▸ **Kutipan Terpilih**
3. Tujuan Supervisi Pendidikan

Secara umum, tujuan utama supervisi pendidikan adalah untuk memberikan layanan, fasilitasi, dan bantuan untuk meningkatkan kualitas mengajar guru dikelas yang pada gilirannya untuk meningkatkan kualitas belajar siswa dan kualitas pendidikan secara menyeluruh. Dengan demikian, pada dasarnya tujuan supervisi pendidikan adalah peningkatan mutu layanan sekolah melalui pemberian layanan, fasilitasi, dan bantuan kepada kepala sekolah dan guru untuk meningkatkan kualitas belajar siswa, memperbaiki dan meningkatkan kemampuan mengajarnya, serta mengembangkan potensi kualitas guru. Selain itu, supervisi pendidikan bertujuan untuk memberikan kepastian dan penjaminan mutu sekolah kepada masyarakat dan pihak yang terkait (stakeholders) tentang mutu penyelenggaraan proses pembelajaran yang bermutu untuk mewujudkan kemampuan siswa yang berkualitas tinggi.

(Data yang diambil dari sebuah koleksi)
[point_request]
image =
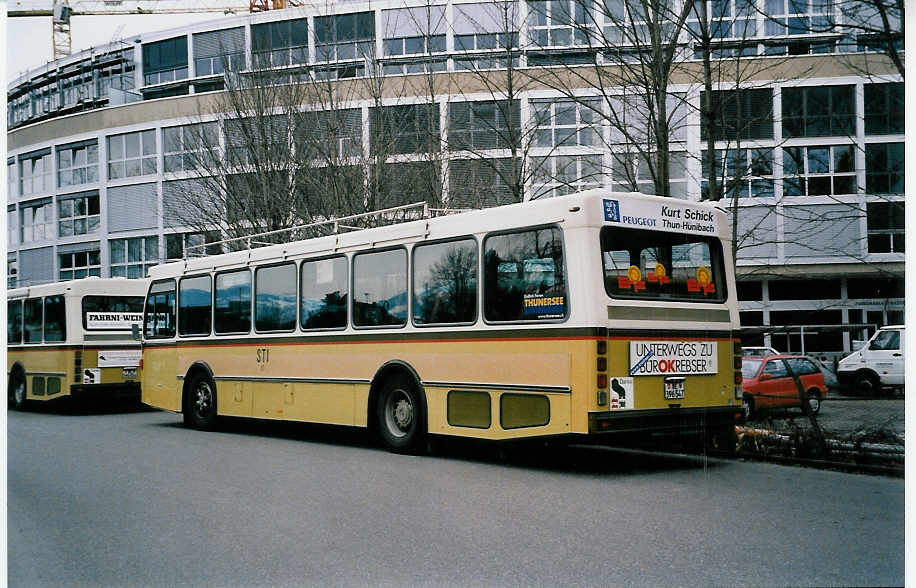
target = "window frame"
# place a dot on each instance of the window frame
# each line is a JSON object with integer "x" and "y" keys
{"x": 352, "y": 303}
{"x": 254, "y": 297}
{"x": 478, "y": 290}
{"x": 149, "y": 291}
{"x": 178, "y": 306}
{"x": 483, "y": 293}
{"x": 250, "y": 302}
{"x": 347, "y": 323}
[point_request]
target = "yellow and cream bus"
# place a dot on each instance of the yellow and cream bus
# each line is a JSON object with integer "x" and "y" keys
{"x": 577, "y": 316}
{"x": 73, "y": 339}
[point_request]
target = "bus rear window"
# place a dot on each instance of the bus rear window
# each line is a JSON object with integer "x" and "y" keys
{"x": 112, "y": 313}
{"x": 641, "y": 264}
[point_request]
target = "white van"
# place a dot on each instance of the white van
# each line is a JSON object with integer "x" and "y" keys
{"x": 879, "y": 363}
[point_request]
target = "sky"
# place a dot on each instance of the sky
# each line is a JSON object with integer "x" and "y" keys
{"x": 28, "y": 40}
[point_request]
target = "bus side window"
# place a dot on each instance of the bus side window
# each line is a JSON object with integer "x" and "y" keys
{"x": 33, "y": 319}
{"x": 55, "y": 319}
{"x": 194, "y": 301}
{"x": 323, "y": 294}
{"x": 524, "y": 276}
{"x": 380, "y": 288}
{"x": 275, "y": 298}
{"x": 445, "y": 282}
{"x": 159, "y": 320}
{"x": 232, "y": 310}
{"x": 14, "y": 322}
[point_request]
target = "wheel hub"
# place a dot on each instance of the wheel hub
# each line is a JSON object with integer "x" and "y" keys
{"x": 403, "y": 414}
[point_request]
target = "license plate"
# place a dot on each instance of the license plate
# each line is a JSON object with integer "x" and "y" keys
{"x": 674, "y": 389}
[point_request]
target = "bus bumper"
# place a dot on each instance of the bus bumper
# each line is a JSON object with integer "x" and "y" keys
{"x": 665, "y": 421}
{"x": 120, "y": 391}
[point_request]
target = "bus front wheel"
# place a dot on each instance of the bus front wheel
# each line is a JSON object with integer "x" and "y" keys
{"x": 401, "y": 422}
{"x": 17, "y": 391}
{"x": 200, "y": 403}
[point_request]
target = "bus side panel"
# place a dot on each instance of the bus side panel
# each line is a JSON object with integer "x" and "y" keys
{"x": 48, "y": 371}
{"x": 160, "y": 387}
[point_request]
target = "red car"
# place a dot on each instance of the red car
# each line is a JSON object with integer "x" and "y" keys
{"x": 768, "y": 384}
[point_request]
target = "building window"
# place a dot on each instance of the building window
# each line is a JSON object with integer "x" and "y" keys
{"x": 36, "y": 221}
{"x": 819, "y": 170}
{"x": 329, "y": 135}
{"x": 79, "y": 264}
{"x": 12, "y": 226}
{"x": 819, "y": 111}
{"x": 485, "y": 26}
{"x": 885, "y": 227}
{"x": 11, "y": 182}
{"x": 560, "y": 23}
{"x": 77, "y": 164}
{"x": 132, "y": 257}
{"x": 414, "y": 31}
{"x": 884, "y": 108}
{"x": 406, "y": 129}
{"x": 564, "y": 174}
{"x": 185, "y": 148}
{"x": 742, "y": 173}
{"x": 165, "y": 61}
{"x": 219, "y": 51}
{"x": 567, "y": 123}
{"x": 36, "y": 174}
{"x": 633, "y": 173}
{"x": 276, "y": 44}
{"x": 132, "y": 154}
{"x": 78, "y": 214}
{"x": 12, "y": 273}
{"x": 177, "y": 245}
{"x": 739, "y": 114}
{"x": 341, "y": 37}
{"x": 480, "y": 125}
{"x": 884, "y": 165}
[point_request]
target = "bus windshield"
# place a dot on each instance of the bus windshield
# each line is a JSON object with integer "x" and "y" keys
{"x": 640, "y": 264}
{"x": 111, "y": 313}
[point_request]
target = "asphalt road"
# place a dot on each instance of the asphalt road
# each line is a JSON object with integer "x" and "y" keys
{"x": 136, "y": 499}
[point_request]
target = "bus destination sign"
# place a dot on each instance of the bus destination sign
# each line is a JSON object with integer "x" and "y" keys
{"x": 675, "y": 216}
{"x": 666, "y": 358}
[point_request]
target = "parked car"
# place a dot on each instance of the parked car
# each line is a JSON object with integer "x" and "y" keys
{"x": 878, "y": 364}
{"x": 768, "y": 384}
{"x": 757, "y": 351}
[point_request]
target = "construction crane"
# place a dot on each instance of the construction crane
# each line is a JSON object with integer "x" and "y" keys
{"x": 61, "y": 11}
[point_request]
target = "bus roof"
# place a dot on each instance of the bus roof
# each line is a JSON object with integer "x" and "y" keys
{"x": 91, "y": 285}
{"x": 595, "y": 207}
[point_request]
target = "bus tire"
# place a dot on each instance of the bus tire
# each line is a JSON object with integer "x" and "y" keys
{"x": 17, "y": 391}
{"x": 200, "y": 402}
{"x": 400, "y": 416}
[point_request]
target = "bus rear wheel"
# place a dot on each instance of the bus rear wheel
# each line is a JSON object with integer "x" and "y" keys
{"x": 400, "y": 419}
{"x": 200, "y": 403}
{"x": 17, "y": 391}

▸ **Tugas 1**
Menurut kutipan tentang tujuan supervisi pendidikan, kepada siapa supervisi memberikan kepastian dan penjaminan mutu sekolah?
▸ **Tugas 2**
Tuliskan kembali bagian kutipan tentang tujuan supervisi pendidikan, mulai dari "3. Tujuan Supervisi" dan berakhir pada "yang berkualitas tinggi.".
Gunakan hanya kutipan sebagai sumber jawaban.

▸ **Jawaban Lengkap 1**
Kepada masyarakat dan pihak yang terkait (stakeholders).

▸ **Jawaban Lengkap 2**
3. Tujuan Supervisi Pendidikan

Secara umum, tujuan utama supervisi pendidikan adalah untuk memberikan layanan, fasilitasi, dan bantuan untuk meningkatkan kualitas mengajar guru dikelas yang pada gilirannya untuk meningkatkan kualitas belajar siswa dan kualitas pendidikan secara menyeluruh. Dengan demikian, pada dasarnya tujuan supervisi pendidikan adalah peningkatan mutu layanan sekolah melalui pemberian layanan, fasilitasi, dan bantuan kepada kepala sekolah dan guru untuk meningkatkan kualitas belajar siswa, memperbaiki dan meningkatkan kemampuan mengajarnya, serta mengembangkan potensi kualitas guru. Selain itu, supervisi pendidikan bertujuan untuk memberikan kepastian dan penjaminan mutu sekolah kepada masyarakat dan pihak yang terkait (stakeholders) tentang mutu penyelenggaraan proses pembelajaran yang bermutu untuk mewujudkan kemampuan siswa yang berkualitas tinggi.